◆ Aim of the exercise ◆
Count the lines in the records below that contain the word "positive", and reply with only that number.

[Data items]
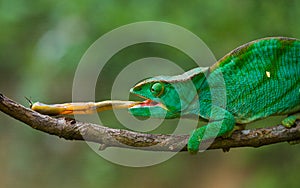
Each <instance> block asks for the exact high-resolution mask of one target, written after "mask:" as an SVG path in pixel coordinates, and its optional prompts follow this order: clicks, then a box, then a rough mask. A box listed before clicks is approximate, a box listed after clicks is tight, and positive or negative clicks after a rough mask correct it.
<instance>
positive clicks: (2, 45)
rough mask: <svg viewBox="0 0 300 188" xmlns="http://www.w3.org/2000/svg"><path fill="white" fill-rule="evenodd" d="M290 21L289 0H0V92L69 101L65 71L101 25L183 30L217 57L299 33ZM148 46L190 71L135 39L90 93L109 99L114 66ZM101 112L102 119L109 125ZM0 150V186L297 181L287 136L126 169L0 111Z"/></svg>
mask: <svg viewBox="0 0 300 188" xmlns="http://www.w3.org/2000/svg"><path fill="white" fill-rule="evenodd" d="M299 18H300V1H297V0H289V1H287V0H265V1H259V0H252V1H251V0H245V1H240V0H209V1H200V0H198V1H189V2H183V1H140V0H131V1H129V0H127V1H115V0H109V1H108V0H107V1H97V0H78V1H66V0H64V1H58V0H44V1H33V0H1V1H0V49H1V50H0V92H2V93H4V94H5V95H7V96H9V97H11V98H13V99H15V100H16V101H19V102H20V103H22V104H24V105H28V104H26V101H25V99H24V96H27V97H32V99H33V100H39V101H42V102H46V103H59V102H66V101H70V100H71V99H72V82H73V76H74V73H75V70H76V67H77V64H78V62H79V60H80V58H81V57H82V55H83V54H84V52H85V51H86V49H87V48H88V47H89V46H90V45H91V44H92V43H93V42H94V41H95V40H96V39H98V38H99V37H100V36H101V35H103V34H105V33H106V32H109V31H111V30H112V29H115V28H117V27H119V26H122V25H125V24H129V23H132V22H137V21H147V20H155V21H164V22H170V23H174V24H177V25H180V26H182V27H185V28H187V29H188V30H190V31H192V32H193V33H195V34H196V35H198V36H199V37H200V38H201V39H202V40H203V41H204V42H205V43H206V44H207V45H208V46H209V47H210V49H211V50H212V51H213V52H214V54H215V56H216V57H217V58H221V57H222V56H223V55H225V54H226V53H227V52H229V51H230V50H232V49H234V48H235V47H237V46H239V45H241V44H244V43H246V42H249V41H251V40H254V39H257V38H262V37H267V36H288V37H295V38H300V24H299ZM149 48H150V49H156V50H157V51H156V52H152V53H153V54H152V55H157V56H158V55H163V57H166V58H170V59H172V60H174V61H175V62H177V63H178V64H179V65H181V66H182V67H184V68H185V69H186V70H188V69H190V68H193V67H192V66H191V64H186V63H185V60H186V58H185V57H183V55H182V54H178V53H177V52H174V50H172V49H166V48H164V47H158V48H156V46H152V47H151V46H150V47H147V46H135V47H133V48H132V49H128V51H127V53H126V51H124V52H122V53H120V54H118V56H116V57H114V59H112V61H111V64H112V66H110V67H107V69H106V71H107V72H108V73H107V76H106V77H105V78H104V79H107V80H105V82H104V83H106V84H104V85H101V86H99V87H100V89H98V90H97V93H98V94H99V95H98V98H97V99H98V100H103V99H107V98H109V89H110V88H111V85H110V84H111V83H112V82H113V80H114V75H116V74H117V73H118V71H120V68H119V67H122V66H125V65H126V64H128V63H130V62H131V61H133V60H136V59H138V58H142V57H147V56H148V55H149ZM187 61H188V60H187ZM114 63H119V64H114ZM114 65H118V66H114ZM154 75H155V73H154ZM102 91H103V92H102ZM103 116H105V114H104V115H103ZM110 117H111V114H107V119H108V120H107V121H106V124H112V125H114V124H116V122H115V120H112V121H109V119H111V118H110ZM0 147H1V150H0V166H1V168H0V187H44V188H47V187H55V186H59V187H183V186H184V187H231V188H232V187H264V188H265V187H272V188H274V187H284V186H285V187H299V186H300V182H299V179H298V178H299V177H300V175H299V167H300V158H299V154H300V150H299V149H300V146H299V145H295V146H290V145H288V144H287V143H281V144H276V145H270V146H266V147H263V148H257V149H253V148H240V149H232V150H231V151H230V152H229V153H223V152H222V151H207V152H204V153H200V154H198V155H197V156H190V155H189V154H187V153H179V154H177V155H176V156H175V157H173V158H171V159H170V160H168V161H166V162H164V163H162V164H159V165H156V166H152V167H147V168H129V167H123V166H119V165H116V164H112V163H110V162H108V161H106V160H104V159H102V158H101V157H99V156H98V155H97V154H96V153H95V152H94V151H92V150H91V149H90V148H89V147H88V146H87V145H86V144H85V143H84V142H75V141H65V140H63V139H59V138H58V137H55V136H50V135H47V134H45V133H41V132H38V131H35V130H33V129H31V128H28V127H27V126H24V124H23V123H20V122H17V121H16V120H14V119H12V118H10V117H8V116H6V115H4V114H2V113H0Z"/></svg>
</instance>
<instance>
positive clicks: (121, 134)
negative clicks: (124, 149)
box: [0, 93, 300, 152]
mask: <svg viewBox="0 0 300 188" xmlns="http://www.w3.org/2000/svg"><path fill="white" fill-rule="evenodd" d="M0 110H1V111H2V112H4V113H6V114H8V115H10V116H11V117H13V118H15V119H18V120H20V121H22V122H24V123H25V124H27V125H29V126H30V127H32V128H34V129H37V130H40V131H42V132H46V133H48V134H51V135H56V136H59V137H62V138H64V139H66V140H85V141H90V142H95V143H99V144H100V149H105V148H106V147H122V148H134V149H141V150H152V151H170V152H176V151H186V143H187V140H188V137H189V135H164V134H145V133H137V132H133V131H128V130H121V129H112V128H108V127H104V126H101V125H97V124H93V123H85V122H79V121H76V120H74V119H68V118H64V117H59V118H54V117H51V116H47V115H42V114H40V113H37V112H35V111H32V110H31V109H29V108H25V107H24V106H22V105H20V104H18V103H16V102H14V101H13V100H11V99H9V98H7V97H5V96H4V95H3V94H1V93H0ZM297 140H300V121H297V122H296V126H294V127H292V128H289V129H288V128H285V127H284V126H282V125H277V126H273V127H268V128H260V129H253V130H243V131H235V132H234V133H233V134H232V136H231V137H230V138H217V139H215V140H214V142H213V143H212V144H211V145H210V146H209V148H208V149H223V150H228V149H229V148H235V147H260V146H263V145H269V144H274V143H278V142H285V141H287V142H290V141H297Z"/></svg>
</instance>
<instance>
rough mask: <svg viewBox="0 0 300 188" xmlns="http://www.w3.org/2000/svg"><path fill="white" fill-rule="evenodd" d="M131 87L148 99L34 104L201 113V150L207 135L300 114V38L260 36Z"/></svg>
mask: <svg viewBox="0 0 300 188" xmlns="http://www.w3.org/2000/svg"><path fill="white" fill-rule="evenodd" d="M220 75H222V79H220ZM220 80H221V81H222V82H223V83H221V82H220ZM189 83H192V84H189ZM191 85H192V86H193V88H191V87H190V86H191ZM220 85H222V86H224V87H220ZM191 89H193V90H195V91H196V92H191ZM130 92H131V93H133V94H135V95H137V96H139V97H141V98H143V99H146V100H145V101H118V102H113V101H104V105H103V104H102V103H101V102H100V103H89V105H86V104H85V103H79V104H78V103H77V104H76V103H66V104H60V110H57V104H56V106H55V105H45V104H42V103H34V104H33V105H32V106H31V108H32V109H33V110H36V111H38V112H41V113H44V114H51V115H59V114H75V113H81V114H82V113H91V112H94V111H103V110H109V109H111V107H110V106H111V104H110V103H113V105H114V106H115V107H117V108H127V109H128V110H129V112H130V113H131V114H132V115H134V116H144V117H150V116H152V117H157V118H167V119H168V118H179V117H181V116H193V117H198V118H199V120H202V121H206V122H208V123H207V125H205V126H202V127H200V128H197V129H196V130H194V131H193V132H192V133H191V136H190V138H189V141H188V144H187V145H188V150H189V152H190V153H197V152H198V150H199V145H200V143H201V141H202V139H209V138H211V137H215V136H226V135H230V133H231V132H233V131H234V130H235V125H241V124H247V123H249V122H252V121H255V120H257V119H262V118H266V117H269V116H272V115H288V117H286V118H285V119H283V121H282V124H283V125H284V126H287V127H291V126H292V125H293V124H294V123H295V121H296V119H299V118H300V41H299V40H298V39H293V38H286V37H270V38H263V39H259V40H255V41H252V42H249V43H247V44H244V45H242V46H240V47H238V48H236V49H235V50H233V51H231V52H230V53H228V54H227V55H225V56H224V57H223V58H221V59H220V60H219V61H217V62H216V63H215V64H214V65H212V66H211V67H197V68H194V69H192V70H190V71H188V72H185V73H184V74H182V75H177V76H156V77H152V78H149V79H146V80H143V81H141V82H139V83H138V84H136V85H135V86H134V87H133V88H132V89H131V90H130ZM218 93H225V97H224V98H225V103H224V101H218V97H217V99H216V100H215V101H213V95H214V94H218ZM215 98H216V97H215ZM223 100H224V99H223ZM224 104H225V105H224ZM107 106H109V108H107ZM64 108H66V109H68V113H64V112H65V111H64V110H63V109H64ZM70 109H71V110H70ZM72 109H77V110H72ZM91 109H92V110H91ZM55 110H56V111H55ZM66 111H67V110H66Z"/></svg>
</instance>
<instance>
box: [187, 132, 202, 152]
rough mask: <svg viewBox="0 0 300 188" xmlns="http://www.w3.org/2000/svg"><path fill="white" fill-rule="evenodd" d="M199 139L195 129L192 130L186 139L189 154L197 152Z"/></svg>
mask: <svg viewBox="0 0 300 188" xmlns="http://www.w3.org/2000/svg"><path fill="white" fill-rule="evenodd" d="M200 140H201V138H200V137H199V135H198V133H197V130H194V131H193V132H192V134H191V136H190V138H189V140H188V143H187V149H188V152H189V153H190V154H197V153H198V151H199V146H200Z"/></svg>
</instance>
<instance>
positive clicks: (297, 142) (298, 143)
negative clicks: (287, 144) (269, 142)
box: [288, 140, 300, 145]
mask: <svg viewBox="0 0 300 188" xmlns="http://www.w3.org/2000/svg"><path fill="white" fill-rule="evenodd" d="M288 143H289V144H290V145H296V144H300V140H292V141H288Z"/></svg>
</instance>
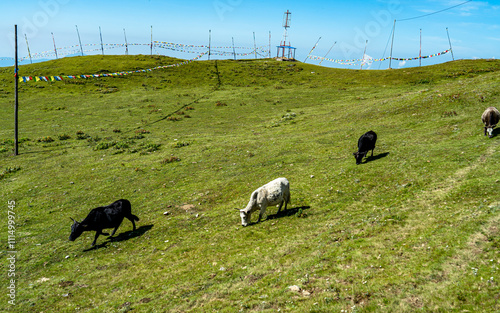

◆ Exercise result ◆
4